- To do: The records that follow must be repeated verbatim, every one of them.

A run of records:
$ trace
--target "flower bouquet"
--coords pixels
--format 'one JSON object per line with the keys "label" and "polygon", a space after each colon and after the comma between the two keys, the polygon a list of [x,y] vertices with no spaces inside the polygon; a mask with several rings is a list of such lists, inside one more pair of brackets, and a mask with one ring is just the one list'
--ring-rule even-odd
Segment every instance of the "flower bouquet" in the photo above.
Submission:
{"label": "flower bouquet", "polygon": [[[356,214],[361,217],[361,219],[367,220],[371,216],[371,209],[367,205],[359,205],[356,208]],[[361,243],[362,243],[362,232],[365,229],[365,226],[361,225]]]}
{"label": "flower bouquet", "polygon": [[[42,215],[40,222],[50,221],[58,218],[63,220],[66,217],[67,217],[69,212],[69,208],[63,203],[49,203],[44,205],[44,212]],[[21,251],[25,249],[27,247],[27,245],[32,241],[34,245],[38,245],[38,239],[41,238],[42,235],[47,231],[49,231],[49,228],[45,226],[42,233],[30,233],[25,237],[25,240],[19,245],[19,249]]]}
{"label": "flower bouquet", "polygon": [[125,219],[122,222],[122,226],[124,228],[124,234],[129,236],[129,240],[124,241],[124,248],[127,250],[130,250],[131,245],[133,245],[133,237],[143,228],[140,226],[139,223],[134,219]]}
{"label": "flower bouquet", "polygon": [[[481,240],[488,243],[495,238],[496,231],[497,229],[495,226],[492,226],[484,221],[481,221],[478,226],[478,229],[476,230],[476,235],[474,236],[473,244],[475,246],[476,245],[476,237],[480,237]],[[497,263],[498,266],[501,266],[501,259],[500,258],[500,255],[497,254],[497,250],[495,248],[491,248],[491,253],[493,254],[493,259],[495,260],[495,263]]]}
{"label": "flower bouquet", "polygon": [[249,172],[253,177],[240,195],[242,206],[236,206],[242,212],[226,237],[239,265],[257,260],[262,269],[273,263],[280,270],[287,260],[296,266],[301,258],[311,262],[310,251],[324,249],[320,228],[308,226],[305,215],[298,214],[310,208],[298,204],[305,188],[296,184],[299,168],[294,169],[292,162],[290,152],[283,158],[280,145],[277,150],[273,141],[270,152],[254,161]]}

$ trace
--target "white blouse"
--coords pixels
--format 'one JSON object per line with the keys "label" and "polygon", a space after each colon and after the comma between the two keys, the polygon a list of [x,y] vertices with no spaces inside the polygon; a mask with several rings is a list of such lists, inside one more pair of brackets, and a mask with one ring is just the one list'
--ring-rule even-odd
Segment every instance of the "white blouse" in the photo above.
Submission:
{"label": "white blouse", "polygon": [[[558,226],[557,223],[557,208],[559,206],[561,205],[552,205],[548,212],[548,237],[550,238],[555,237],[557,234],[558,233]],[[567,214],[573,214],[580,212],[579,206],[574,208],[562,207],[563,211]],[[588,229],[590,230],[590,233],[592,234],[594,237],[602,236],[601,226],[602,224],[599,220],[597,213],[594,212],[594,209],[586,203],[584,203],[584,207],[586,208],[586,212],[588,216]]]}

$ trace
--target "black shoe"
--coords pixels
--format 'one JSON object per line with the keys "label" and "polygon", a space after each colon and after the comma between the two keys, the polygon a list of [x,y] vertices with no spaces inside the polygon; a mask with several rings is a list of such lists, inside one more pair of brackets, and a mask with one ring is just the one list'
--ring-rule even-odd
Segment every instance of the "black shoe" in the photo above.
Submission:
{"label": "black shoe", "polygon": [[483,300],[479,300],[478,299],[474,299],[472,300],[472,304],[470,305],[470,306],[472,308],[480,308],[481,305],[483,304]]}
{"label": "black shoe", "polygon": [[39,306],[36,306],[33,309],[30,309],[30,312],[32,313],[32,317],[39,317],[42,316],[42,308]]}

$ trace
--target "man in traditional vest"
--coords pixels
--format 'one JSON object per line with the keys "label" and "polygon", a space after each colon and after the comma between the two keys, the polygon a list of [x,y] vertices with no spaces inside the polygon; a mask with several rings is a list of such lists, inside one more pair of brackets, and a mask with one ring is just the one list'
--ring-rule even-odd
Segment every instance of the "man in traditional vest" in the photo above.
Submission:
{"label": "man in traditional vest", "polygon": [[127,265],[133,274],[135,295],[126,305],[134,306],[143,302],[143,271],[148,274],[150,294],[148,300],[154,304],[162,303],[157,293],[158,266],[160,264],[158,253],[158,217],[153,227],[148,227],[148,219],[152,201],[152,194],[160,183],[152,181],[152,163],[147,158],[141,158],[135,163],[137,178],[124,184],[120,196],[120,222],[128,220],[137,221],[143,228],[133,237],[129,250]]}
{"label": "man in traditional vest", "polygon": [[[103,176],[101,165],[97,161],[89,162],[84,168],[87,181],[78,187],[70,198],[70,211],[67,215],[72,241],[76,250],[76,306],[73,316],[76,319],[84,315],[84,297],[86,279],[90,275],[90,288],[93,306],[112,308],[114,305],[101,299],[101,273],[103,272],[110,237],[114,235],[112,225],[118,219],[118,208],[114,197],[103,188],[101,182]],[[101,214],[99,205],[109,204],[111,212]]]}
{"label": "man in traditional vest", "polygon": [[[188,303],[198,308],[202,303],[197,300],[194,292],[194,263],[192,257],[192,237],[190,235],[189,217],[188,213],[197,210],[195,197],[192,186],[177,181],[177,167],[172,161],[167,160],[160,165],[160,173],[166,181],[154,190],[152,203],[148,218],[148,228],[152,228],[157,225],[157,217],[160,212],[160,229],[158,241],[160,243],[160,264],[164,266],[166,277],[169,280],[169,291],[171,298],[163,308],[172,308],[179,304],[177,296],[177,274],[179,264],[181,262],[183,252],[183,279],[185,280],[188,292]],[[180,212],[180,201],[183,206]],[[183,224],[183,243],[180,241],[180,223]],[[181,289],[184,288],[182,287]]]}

- The solution:
$ trace
--target "flower bouquet"
--coords pixels
--format 'one JSON object per line with the keys "label" and "polygon", a space after each colon and after the comma between the two keys, the polygon a list of [x,y] vertices with no spaces inside the polygon; a mask with several rings is a list of such lists, inside one more pair of brackets, and a mask with one ring is just the one list'
--ring-rule even-odd
Segment every instance of the "flower bouquet" in the photo above.
Submission:
{"label": "flower bouquet", "polygon": [[[356,214],[361,217],[361,219],[367,220],[371,216],[371,209],[367,205],[359,205],[356,208]],[[361,243],[362,243],[362,232],[365,229],[365,226],[361,225]]]}
{"label": "flower bouquet", "polygon": [[[42,215],[40,222],[50,221],[58,218],[63,220],[66,217],[67,217],[69,212],[69,208],[63,203],[49,203],[44,205],[44,212]],[[21,251],[25,249],[27,247],[27,245],[32,241],[34,245],[38,245],[38,239],[41,238],[42,235],[47,231],[49,231],[49,228],[45,226],[42,233],[30,233],[25,237],[25,240],[19,245],[19,249]]]}
{"label": "flower bouquet", "polygon": [[125,219],[122,222],[122,226],[124,228],[124,234],[129,236],[129,240],[124,241],[124,248],[127,250],[130,250],[131,245],[133,245],[133,237],[143,228],[140,226],[139,223],[134,219]]}
{"label": "flower bouquet", "polygon": [[[481,240],[488,243],[495,238],[496,231],[497,229],[495,226],[492,226],[484,221],[481,221],[478,226],[478,229],[476,230],[476,235],[474,236],[473,244],[475,246],[476,245],[476,237],[480,237]],[[497,263],[498,266],[501,266],[501,259],[500,258],[500,255],[497,254],[497,250],[495,248],[491,248],[491,253],[493,254],[493,259],[495,260],[495,263]]]}
{"label": "flower bouquet", "polygon": [[249,172],[253,177],[240,195],[242,206],[236,206],[242,212],[226,237],[239,265],[257,260],[262,269],[273,263],[280,270],[287,260],[296,266],[301,258],[311,262],[310,251],[324,249],[320,228],[308,226],[305,215],[298,214],[310,208],[298,204],[305,188],[296,184],[299,168],[294,169],[292,162],[290,152],[283,158],[280,145],[277,150],[273,141],[270,152],[254,161]]}

$ trace
--target "white blouse"
--coords pixels
--format 'one JSON object per line with the keys "label" and "polygon", a space after each colon and after the comma between the two keys, the polygon a list of [x,y] vertices with no spaces inside the polygon; a mask with several rings is a list of such lists, inside one more pair of brackets, and a mask with one ring is just the one list'
--ring-rule even-odd
Segment every instance of the "white blouse" in the photo above.
Submission:
{"label": "white blouse", "polygon": [[[558,226],[557,223],[557,208],[559,206],[561,205],[552,205],[548,212],[548,237],[550,238],[555,237],[557,234],[558,233]],[[567,214],[573,214],[580,212],[579,206],[574,208],[562,207],[563,211]],[[588,229],[590,230],[590,233],[592,234],[594,237],[602,236],[601,226],[602,224],[599,220],[597,213],[594,212],[594,209],[586,203],[584,203],[584,207],[586,208],[586,212],[588,216]]]}

$ trace
--target "black shoe"
--coords pixels
--format 'one JSON object per line with the keys "label" and "polygon", a space after each colon and after the comma between the two keys, the polygon a list of [x,y] vertices with no spaces inside the polygon; a mask with several rings is a list of such lists, inside one more pair of brackets, and a mask with one ring is just the one list'
--ring-rule even-odd
Segment every instance of the "black shoe" in the photo above.
Submission:
{"label": "black shoe", "polygon": [[483,300],[479,300],[478,299],[474,299],[472,300],[472,304],[470,305],[470,306],[472,308],[480,308],[481,305],[483,304]]}
{"label": "black shoe", "polygon": [[39,306],[36,306],[33,309],[30,309],[30,312],[32,313],[32,317],[39,317],[42,316],[42,308]]}

$ trace
--target "man in traditional vest"
--coords pixels
--format 'one JSON object per line with the keys "label" and "polygon", a space after each colon and after the comma between the two keys, the polygon a list of [x,y] vertices with no spaces inside the polygon; a mask with several rings is a list of such lists, inside one more pair of brackets, and a mask with one ring is just the one list'
--ring-rule even-odd
Segment every instance of the "man in traditional vest" in the photo above.
Submission:
{"label": "man in traditional vest", "polygon": [[127,265],[133,274],[135,295],[126,305],[134,306],[143,302],[143,271],[148,274],[150,294],[148,300],[154,304],[162,303],[157,293],[158,266],[160,264],[158,253],[158,217],[153,227],[148,227],[148,219],[152,201],[152,194],[160,183],[152,181],[152,163],[147,158],[141,158],[135,163],[137,178],[124,184],[120,196],[120,222],[128,220],[137,221],[143,228],[133,237],[129,250]]}
{"label": "man in traditional vest", "polygon": [[[103,176],[101,165],[97,161],[89,162],[84,168],[87,181],[78,187],[70,198],[70,211],[67,215],[72,241],[76,250],[76,306],[73,316],[76,319],[84,315],[84,297],[86,279],[90,275],[90,288],[93,306],[112,308],[114,305],[101,299],[101,273],[103,272],[110,237],[114,235],[112,225],[118,219],[118,208],[114,197],[103,188],[101,182]],[[101,214],[99,205],[109,204],[111,212]]]}
{"label": "man in traditional vest", "polygon": [[[188,303],[198,308],[202,303],[197,300],[194,292],[194,263],[192,257],[192,237],[190,235],[189,217],[188,213],[197,210],[195,197],[192,186],[177,181],[177,167],[172,161],[167,160],[160,165],[160,173],[166,181],[154,190],[152,203],[148,218],[148,228],[152,228],[157,225],[157,217],[160,212],[160,229],[158,241],[160,243],[160,264],[164,266],[166,277],[169,280],[169,291],[171,298],[163,308],[172,308],[179,304],[177,296],[177,274],[179,264],[181,262],[183,252],[183,279],[185,280],[188,292]],[[180,212],[180,201],[183,206]],[[183,224],[183,243],[180,241],[180,223]],[[181,289],[184,288],[182,287]]]}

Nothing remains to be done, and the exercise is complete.